■ Instructions for the task
List all lines of the data containing the word "pixel".

■ Data listing
▼

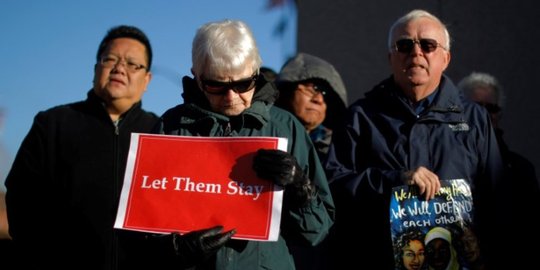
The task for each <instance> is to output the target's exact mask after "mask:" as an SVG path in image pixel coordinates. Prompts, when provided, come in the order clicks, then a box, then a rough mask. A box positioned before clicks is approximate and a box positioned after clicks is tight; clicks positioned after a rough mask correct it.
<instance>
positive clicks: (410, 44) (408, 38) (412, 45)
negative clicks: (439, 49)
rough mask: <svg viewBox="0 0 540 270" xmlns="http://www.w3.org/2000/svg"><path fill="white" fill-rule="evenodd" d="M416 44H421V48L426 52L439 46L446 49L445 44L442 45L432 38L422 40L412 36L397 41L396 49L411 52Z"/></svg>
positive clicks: (403, 52)
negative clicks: (445, 47) (444, 45)
mask: <svg viewBox="0 0 540 270" xmlns="http://www.w3.org/2000/svg"><path fill="white" fill-rule="evenodd" d="M414 44H418V45H420V48H421V49H422V51H423V52H425V53H430V52H433V51H435V50H436V49H437V47H441V48H443V49H445V48H444V46H442V45H441V44H440V43H439V42H437V41H436V40H434V39H431V38H422V39H420V40H414V39H410V38H404V39H400V40H398V41H396V43H395V49H396V51H398V52H400V53H407V54H408V53H411V51H412V50H413V49H414Z"/></svg>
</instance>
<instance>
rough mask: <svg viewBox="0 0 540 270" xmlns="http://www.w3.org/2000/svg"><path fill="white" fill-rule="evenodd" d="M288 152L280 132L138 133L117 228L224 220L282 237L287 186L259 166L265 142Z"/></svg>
mask: <svg viewBox="0 0 540 270" xmlns="http://www.w3.org/2000/svg"><path fill="white" fill-rule="evenodd" d="M261 148H264V149H280V150H284V151H286V148H287V140H286V139H285V138H274V137H187V136H170V135H155V134H141V133H134V134H132V137H131V145H130V151H129V156H128V164H127V167H126V173H125V177H124V185H123V188H122V194H121V198H120V204H119V208H118V214H117V218H116V222H115V228H119V229H128V230H136V231H144V232H153V233H170V232H180V233H186V232H190V231H193V230H200V229H205V228H210V227H213V226H216V225H222V226H224V230H225V231H227V230H231V229H236V231H237V233H236V234H235V235H234V237H233V238H236V239H247V240H255V241H276V240H277V238H278V235H279V223H280V217H281V204H282V197H283V191H282V189H281V188H280V187H278V186H275V185H274V184H273V183H272V182H271V181H269V180H265V179H260V178H258V177H257V175H256V173H255V171H254V170H253V169H252V163H253V157H254V155H255V153H256V152H257V150H258V149H261Z"/></svg>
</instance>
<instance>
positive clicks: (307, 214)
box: [160, 76, 334, 270]
mask: <svg viewBox="0 0 540 270" xmlns="http://www.w3.org/2000/svg"><path fill="white" fill-rule="evenodd" d="M183 86H184V94H183V97H184V102H185V103H184V104H181V105H178V106H176V107H174V108H171V109H169V110H168V111H167V112H165V114H164V115H163V116H162V118H161V125H160V132H161V133H162V134H173V135H182V136H206V137H224V136H271V137H284V138H287V139H288V141H289V143H288V146H287V151H288V152H289V153H291V154H292V155H294V156H295V157H296V159H297V161H298V163H299V164H300V166H302V167H303V168H304V171H305V172H306V173H307V175H308V176H309V178H310V179H311V180H312V181H313V182H314V183H315V185H317V187H318V196H317V198H316V199H314V200H313V201H311V202H310V203H309V204H308V205H306V206H304V207H302V208H298V207H292V206H290V207H289V206H288V205H286V204H284V205H283V211H282V220H281V230H280V237H279V239H278V241H277V242H259V241H245V240H231V241H229V242H228V243H227V244H226V246H224V247H223V248H221V249H220V250H219V252H218V253H217V256H216V258H215V262H206V263H205V267H204V268H205V269H208V268H210V269H280V270H285V269H295V266H294V261H293V258H292V256H291V254H290V253H289V248H288V245H291V244H294V245H304V246H314V245H316V244H318V243H320V242H321V241H322V240H323V239H324V238H325V237H326V236H327V234H328V231H329V229H330V227H331V226H332V224H333V221H334V202H333V200H332V197H331V195H330V190H329V188H328V182H327V179H326V176H325V173H324V171H323V168H322V166H321V164H320V162H319V159H318V157H317V153H316V150H315V148H314V146H313V144H312V142H311V140H310V139H309V136H308V134H307V133H306V131H305V129H304V126H303V125H302V124H301V123H300V122H299V121H298V120H297V119H296V118H295V117H294V116H293V115H292V114H290V113H288V112H286V111H284V110H282V109H279V108H277V107H274V106H273V102H274V100H275V98H276V95H277V90H276V89H275V87H274V86H273V85H272V84H271V83H268V82H267V81H266V80H265V79H264V78H262V76H261V77H260V78H259V80H258V81H257V86H256V90H255V94H254V96H253V100H252V105H251V107H249V108H248V109H246V110H245V111H244V112H243V113H242V114H240V115H238V116H235V117H227V116H224V115H221V114H218V113H214V112H212V111H211V110H210V109H209V108H210V107H209V105H208V101H207V99H206V97H205V96H204V94H203V93H202V92H201V91H200V90H199V89H198V87H197V84H196V83H195V81H194V80H193V79H192V78H189V77H184V79H183ZM210 166H211V165H209V168H211V167H210ZM209 263H210V265H211V266H210V267H208V264H209ZM198 268H203V267H198Z"/></svg>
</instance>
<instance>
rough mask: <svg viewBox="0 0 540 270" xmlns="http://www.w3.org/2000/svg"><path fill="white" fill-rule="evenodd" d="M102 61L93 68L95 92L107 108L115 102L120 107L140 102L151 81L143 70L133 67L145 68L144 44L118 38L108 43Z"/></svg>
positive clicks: (146, 73) (148, 72) (145, 64)
mask: <svg viewBox="0 0 540 270" xmlns="http://www.w3.org/2000/svg"><path fill="white" fill-rule="evenodd" d="M101 59H107V60H106V61H101V63H104V64H101V63H97V64H96V66H95V68H94V92H95V93H96V94H97V95H98V96H99V97H101V98H102V99H104V100H105V101H106V103H107V104H108V105H109V104H111V102H117V101H120V102H122V103H123V104H134V103H136V102H138V101H140V100H141V98H142V95H143V93H144V92H145V91H146V87H147V86H148V83H149V82H150V80H151V78H152V74H151V73H150V72H148V71H147V70H146V68H139V69H135V68H133V65H136V66H137V67H142V66H144V67H147V66H148V59H147V58H146V48H145V47H144V45H143V44H142V43H140V42H139V41H137V40H134V39H131V38H118V39H115V40H113V41H111V42H110V44H109V46H108V48H107V49H106V50H105V51H104V52H103V55H101ZM106 62H109V63H108V64H107V63H106ZM128 66H132V67H131V68H130V67H128Z"/></svg>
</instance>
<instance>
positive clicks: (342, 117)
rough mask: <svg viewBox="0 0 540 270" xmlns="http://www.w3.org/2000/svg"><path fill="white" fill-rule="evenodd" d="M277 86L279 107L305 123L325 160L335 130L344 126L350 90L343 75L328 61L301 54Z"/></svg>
mask: <svg viewBox="0 0 540 270" xmlns="http://www.w3.org/2000/svg"><path fill="white" fill-rule="evenodd" d="M276 85H277V87H278V89H279V98H278V100H277V101H276V106H279V107H281V108H283V109H285V110H287V111H289V112H291V113H292V114H294V116H296V117H297V118H298V119H299V120H300V122H302V124H304V127H305V128H306V131H307V132H308V133H309V135H310V137H311V140H312V141H313V143H314V144H315V147H316V148H317V153H318V154H319V159H321V160H324V159H325V158H326V153H327V152H328V147H329V146H330V142H331V140H332V130H333V129H334V128H335V127H336V126H340V125H342V124H343V122H342V121H343V117H344V114H345V110H346V106H347V90H346V89H345V84H344V83H343V80H342V79H341V76H340V75H339V73H338V72H337V70H336V69H335V68H334V66H333V65H332V64H330V63H328V62H327V61H325V60H323V59H321V58H319V57H317V56H314V55H310V54H307V53H298V54H297V55H295V56H294V57H292V58H290V59H289V60H288V61H287V62H286V63H285V64H284V65H283V67H282V68H281V70H280V72H279V74H278V77H277V79H276ZM327 116H328V117H327Z"/></svg>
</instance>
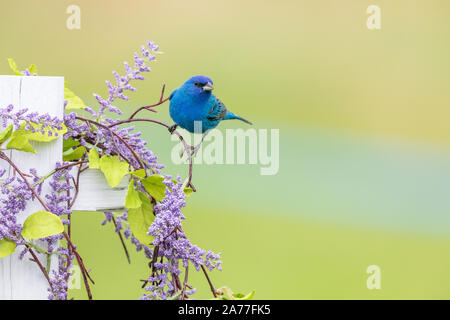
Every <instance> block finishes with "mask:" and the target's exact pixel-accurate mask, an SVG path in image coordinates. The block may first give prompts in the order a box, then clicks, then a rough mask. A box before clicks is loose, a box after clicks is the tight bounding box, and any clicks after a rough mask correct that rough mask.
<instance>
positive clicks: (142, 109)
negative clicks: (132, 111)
mask: <svg viewBox="0 0 450 320" xmlns="http://www.w3.org/2000/svg"><path fill="white" fill-rule="evenodd" d="M165 89H166V85H165V84H163V88H162V90H161V97H160V98H159V101H158V102H157V103H155V104H152V105H150V106H143V107H140V108H139V109H137V110H136V111H135V112H134V113H133V114H132V115H131V116H130V118H129V119H133V118H134V117H135V116H136V115H137V114H138V113H139V112H141V111H142V110H148V111H152V112H156V111H155V110H152V109H151V108H154V107H157V106H159V105H161V104H163V103H164V102H166V101H167V100H169V98H166V99H164V100H163V98H164V90H165Z"/></svg>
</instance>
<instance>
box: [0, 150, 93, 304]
mask: <svg viewBox="0 0 450 320" xmlns="http://www.w3.org/2000/svg"><path fill="white" fill-rule="evenodd" d="M0 158H1V159H3V160H5V161H7V162H8V163H9V164H10V165H11V167H13V168H14V170H15V172H17V173H18V174H19V175H20V176H21V178H22V179H23V181H24V182H25V184H26V185H27V187H28V189H30V191H31V192H32V194H33V195H34V196H35V197H36V199H37V200H38V201H39V202H40V203H41V205H42V206H43V207H44V209H45V210H46V211H48V212H52V211H51V210H50V208H49V207H48V206H47V204H46V203H45V202H44V201H43V200H42V198H41V197H40V196H39V194H38V193H37V192H36V190H34V188H33V187H32V186H31V184H30V183H29V182H28V180H27V179H26V177H25V176H24V174H23V173H22V171H20V169H19V168H18V167H17V166H16V165H15V164H14V163H13V162H12V161H11V159H9V158H8V156H7V155H6V154H5V153H4V152H3V151H0ZM62 234H63V236H64V238H65V239H66V240H67V243H68V244H69V246H71V248H72V250H73V253H74V254H75V258H76V259H77V262H78V265H79V266H80V268H81V271H82V275H83V278H84V284H85V287H86V291H87V294H88V297H89V300H92V294H91V290H90V288H89V283H88V281H87V279H86V277H88V278H89V280H91V282H92V283H94V281H93V280H92V278H91V277H90V276H89V273H88V272H87V270H86V268H85V266H84V264H83V260H82V259H81V257H80V255H79V254H78V252H77V251H76V248H75V246H74V245H73V244H72V241H70V237H69V236H68V235H67V233H66V232H65V231H64V232H63V233H62Z"/></svg>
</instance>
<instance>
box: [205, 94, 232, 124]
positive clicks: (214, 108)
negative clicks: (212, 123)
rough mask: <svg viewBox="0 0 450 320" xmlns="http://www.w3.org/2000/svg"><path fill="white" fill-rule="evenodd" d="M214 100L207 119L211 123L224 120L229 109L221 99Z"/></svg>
mask: <svg viewBox="0 0 450 320" xmlns="http://www.w3.org/2000/svg"><path fill="white" fill-rule="evenodd" d="M214 100H215V101H214V103H213V106H212V107H211V109H210V110H209V112H208V115H207V116H206V118H207V119H208V120H211V121H217V120H222V119H223V118H224V117H225V115H226V114H227V107H225V105H224V104H223V103H222V101H220V100H219V99H217V98H215V99H214Z"/></svg>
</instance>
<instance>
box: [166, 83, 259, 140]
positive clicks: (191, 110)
mask: <svg viewBox="0 0 450 320" xmlns="http://www.w3.org/2000/svg"><path fill="white" fill-rule="evenodd" d="M213 89H214V87H213V82H212V80H211V79H210V78H208V77H206V76H194V77H192V78H190V79H189V80H187V81H186V82H185V83H184V84H183V85H182V86H181V87H179V88H178V89H175V90H174V91H173V92H172V94H171V95H170V97H169V99H170V106H169V112H170V117H171V118H172V120H173V121H174V122H175V125H174V126H172V127H171V128H170V129H169V131H171V132H173V131H174V130H175V128H176V127H177V125H178V126H180V127H182V128H184V129H186V130H187V131H189V132H192V133H193V132H194V122H195V121H199V122H201V125H202V127H201V131H200V130H199V131H198V132H195V133H200V132H201V133H205V132H207V131H208V130H211V129H214V128H215V127H217V125H218V124H219V123H220V122H221V121H222V120H232V119H238V120H241V121H244V122H246V123H248V124H252V123H251V122H250V121H247V120H245V119H243V118H241V117H239V116H238V115H235V114H234V113H232V112H230V111H228V110H227V108H226V107H225V105H224V104H223V103H222V101H220V100H219V99H218V98H217V97H216V96H214V95H213V94H212V92H211V91H212V90H213ZM196 130H198V129H196Z"/></svg>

▲

■ Output of the exercise
The task for each <instance> is to output the target's exact mask after "mask:" as an SVG path in image pixel coordinates. Prompts, when provided, come in the order clicks, then a box, then a rough mask. A box positioned before clicks is approximate and a box positioned after clicks is tight; clicks positioned after a rough mask correct it.
Every <instance> block finishes with "mask:" and the target's exact pixel-accurate mask, an SVG path in image coordinates. The block may first give prompts in the order a box, then clicks, then a rough mask. A box before clicks is loose, a box after clicks is the tight bounding box, and any clicks after a rough mask correct that rough mask.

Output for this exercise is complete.